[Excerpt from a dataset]
* start *

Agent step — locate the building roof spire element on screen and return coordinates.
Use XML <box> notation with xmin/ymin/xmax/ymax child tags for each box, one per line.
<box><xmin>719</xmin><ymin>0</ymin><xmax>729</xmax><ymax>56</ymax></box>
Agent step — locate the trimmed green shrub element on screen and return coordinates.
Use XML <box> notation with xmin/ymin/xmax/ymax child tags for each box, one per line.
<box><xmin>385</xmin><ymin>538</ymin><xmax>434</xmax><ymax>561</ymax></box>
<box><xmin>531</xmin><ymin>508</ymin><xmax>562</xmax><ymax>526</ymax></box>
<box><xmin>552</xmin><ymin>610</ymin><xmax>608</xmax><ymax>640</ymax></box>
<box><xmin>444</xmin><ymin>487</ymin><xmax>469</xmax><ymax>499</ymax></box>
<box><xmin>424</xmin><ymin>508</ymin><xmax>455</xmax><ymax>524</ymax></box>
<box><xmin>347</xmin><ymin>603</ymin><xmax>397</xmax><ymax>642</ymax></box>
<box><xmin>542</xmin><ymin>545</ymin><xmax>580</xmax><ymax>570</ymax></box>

* end *

▶ Work required
Write out every line of the records above, copying each one exactly with no changes.

▶ Correct response
Agent step — locate the building roof spire element on screen and return coordinates.
Use XML <box> notation with xmin/ymin/xmax/ymax child tags for each box, one per line.
<box><xmin>719</xmin><ymin>0</ymin><xmax>729</xmax><ymax>56</ymax></box>
Agent step — locate the trimmed green shrub element on screen and return coordinates.
Use XML <box> notation with xmin/ymin/xmax/ymax child tags for each box, one per line.
<box><xmin>385</xmin><ymin>538</ymin><xmax>434</xmax><ymax>561</ymax></box>
<box><xmin>531</xmin><ymin>508</ymin><xmax>562</xmax><ymax>526</ymax></box>
<box><xmin>552</xmin><ymin>610</ymin><xmax>608</xmax><ymax>640</ymax></box>
<box><xmin>444</xmin><ymin>487</ymin><xmax>469</xmax><ymax>499</ymax></box>
<box><xmin>424</xmin><ymin>508</ymin><xmax>455</xmax><ymax>524</ymax></box>
<box><xmin>347</xmin><ymin>603</ymin><xmax>397</xmax><ymax>642</ymax></box>
<box><xmin>542</xmin><ymin>545</ymin><xmax>580</xmax><ymax>570</ymax></box>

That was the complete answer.